- [Directions]
Return all of the lines below exactly as they are.

__________________________________________________

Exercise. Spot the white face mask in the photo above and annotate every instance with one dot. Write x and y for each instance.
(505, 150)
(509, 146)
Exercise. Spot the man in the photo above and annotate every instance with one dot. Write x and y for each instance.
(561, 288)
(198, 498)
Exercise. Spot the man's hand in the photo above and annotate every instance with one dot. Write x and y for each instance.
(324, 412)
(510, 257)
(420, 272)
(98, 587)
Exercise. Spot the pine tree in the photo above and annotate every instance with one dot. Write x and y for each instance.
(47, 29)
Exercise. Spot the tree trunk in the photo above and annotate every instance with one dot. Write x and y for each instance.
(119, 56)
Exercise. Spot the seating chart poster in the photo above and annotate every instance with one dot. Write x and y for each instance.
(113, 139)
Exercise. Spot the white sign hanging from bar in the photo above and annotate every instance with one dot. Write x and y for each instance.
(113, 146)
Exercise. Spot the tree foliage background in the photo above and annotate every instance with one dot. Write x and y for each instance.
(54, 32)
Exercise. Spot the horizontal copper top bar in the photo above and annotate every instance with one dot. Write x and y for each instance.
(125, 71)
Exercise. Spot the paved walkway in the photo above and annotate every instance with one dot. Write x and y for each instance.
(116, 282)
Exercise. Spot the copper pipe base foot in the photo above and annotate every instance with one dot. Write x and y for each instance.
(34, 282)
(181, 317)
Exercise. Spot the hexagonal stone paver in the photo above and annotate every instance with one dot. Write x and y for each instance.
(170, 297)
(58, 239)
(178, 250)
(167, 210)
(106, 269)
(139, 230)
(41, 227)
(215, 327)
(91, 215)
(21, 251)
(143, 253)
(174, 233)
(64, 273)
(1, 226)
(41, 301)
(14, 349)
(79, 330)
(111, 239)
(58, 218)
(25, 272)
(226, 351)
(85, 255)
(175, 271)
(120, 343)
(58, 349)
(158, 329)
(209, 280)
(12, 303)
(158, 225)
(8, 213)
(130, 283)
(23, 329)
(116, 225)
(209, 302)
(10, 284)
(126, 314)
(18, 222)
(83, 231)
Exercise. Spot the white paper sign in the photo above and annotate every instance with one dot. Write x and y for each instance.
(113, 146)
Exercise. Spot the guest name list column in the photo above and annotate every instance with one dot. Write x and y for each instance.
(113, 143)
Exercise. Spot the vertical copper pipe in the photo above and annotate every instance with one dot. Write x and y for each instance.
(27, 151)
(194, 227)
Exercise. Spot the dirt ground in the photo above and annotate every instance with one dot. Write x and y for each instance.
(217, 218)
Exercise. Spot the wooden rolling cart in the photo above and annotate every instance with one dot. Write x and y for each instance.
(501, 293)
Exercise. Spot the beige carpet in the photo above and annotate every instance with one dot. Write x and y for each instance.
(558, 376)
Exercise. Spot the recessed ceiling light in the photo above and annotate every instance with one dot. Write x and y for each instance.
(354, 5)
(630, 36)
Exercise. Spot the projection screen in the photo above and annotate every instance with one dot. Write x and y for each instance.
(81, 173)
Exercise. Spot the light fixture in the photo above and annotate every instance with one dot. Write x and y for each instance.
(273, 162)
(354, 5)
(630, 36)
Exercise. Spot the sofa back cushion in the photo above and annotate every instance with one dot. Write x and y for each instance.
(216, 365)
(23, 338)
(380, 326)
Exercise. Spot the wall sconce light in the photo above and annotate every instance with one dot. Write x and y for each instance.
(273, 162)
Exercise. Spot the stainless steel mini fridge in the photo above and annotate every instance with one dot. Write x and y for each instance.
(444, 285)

__________________________________________________

- [Full answer]
Exercise. Spot the white face mask in the photo above and annotate every instance with one dot. Write x and y for each instance.
(505, 150)
(509, 146)
Exercise. Spot the man in the photo above and annotate every instance with one dot. Write x and y for each instance.
(561, 288)
(198, 498)
Exercise. Spot the man's hand in the photo above and annotate every instance with one dot. Write x and y for each instance.
(324, 412)
(510, 257)
(420, 272)
(98, 587)
Exercise. Spot the pine tree in the photo above and annotate every instance with one dot. Write x and y for each instance.
(47, 29)
Exercise. Spot the tree trunk in the photo above and annotate every instance with one dot. Write x and y for each instance.
(119, 56)
Exercise. Spot the seating chart poster in the photo above and annotate every instance with one dot. Write x and y for each instance.
(113, 139)
Exercise. Spot the white sign hanging from bar in the photo above and annotate every instance with one dot. Write x and y for each instance.
(113, 146)
Exercise. Spot the tree foliage background in the photo above and annotate every instance with one dot. Write x and y for each instance.
(54, 32)
Exercise. Spot the horizontal copper top bar in the photo above and annotate every instance with one dot. Write x and y for each instance.
(125, 71)
Exercise. Spot the paved walkway in the photo above and annotate every instance with one dot. Write x and y for each instance.
(116, 282)
Exercise. Spot the copper pipe base foot in the photo above and annotate every instance with one dot. Write x and y for each instance.
(34, 282)
(181, 317)
Exercise. Spot the hexagonal stone paver in the photo above and annotate every instance with one dot. Write x and y for each instance.
(170, 297)
(58, 239)
(178, 250)
(167, 210)
(106, 269)
(139, 230)
(41, 227)
(215, 327)
(91, 215)
(21, 251)
(143, 253)
(174, 233)
(64, 273)
(1, 226)
(41, 301)
(14, 349)
(79, 330)
(111, 239)
(58, 218)
(25, 272)
(226, 351)
(85, 255)
(175, 271)
(120, 343)
(58, 349)
(158, 329)
(209, 280)
(12, 303)
(158, 225)
(8, 213)
(130, 283)
(23, 329)
(116, 225)
(209, 302)
(10, 284)
(126, 314)
(18, 222)
(83, 231)
Exercise. Spot the white paper sign in the photo above and annotate every instance with one dot. Write x and y for each instance.
(113, 146)
Exercise. Spot the guest name list column in the photo above and annotate every instance with one dot. Write x and y for each instance.
(113, 143)
Exercise. Spot the vertical copper pipe in the photo above and annotate every instance with one dot. Write x and y for each instance.
(27, 151)
(194, 227)
Exercise. Spot the dirt ground in the photo above and annotate every instance with one dot. Write x and y for each instance.
(217, 218)
Exercise. Spot the wooden rolling cart in the photo above and annotate every instance with one dot. Write x and y for each instance.
(501, 293)
Exercise. Spot the beige carpet in the photo above and annotate every instance with one dot. Write x and y for each instance.
(558, 376)
Exercise. Spot the recessed ceiling light in the photo above and annotate every instance with one dot. Write x and y for each instance.
(354, 5)
(630, 36)
Exercise. Spot the projection screen in the photo above and annotate every instance with one dot. Write x and y for each instance.
(81, 173)
Exercise. Spot the light fixture in the photo above and annotate every instance with one dot. Write x and y for each instance.
(273, 162)
(354, 5)
(630, 36)
Exercise. Spot the sofa back cushion in the photo above and annotate every instance with one dot. Write x and y for each instance.
(216, 365)
(23, 338)
(380, 326)
Exercise. Spot the wall sconce light in the photo above and annotate every instance with one dot. Write x and y for each instance.
(273, 162)
Exercise. Spot the stainless steel mini fridge in the photo above and annotate every instance with one dot. Write x and y for each instance.
(444, 285)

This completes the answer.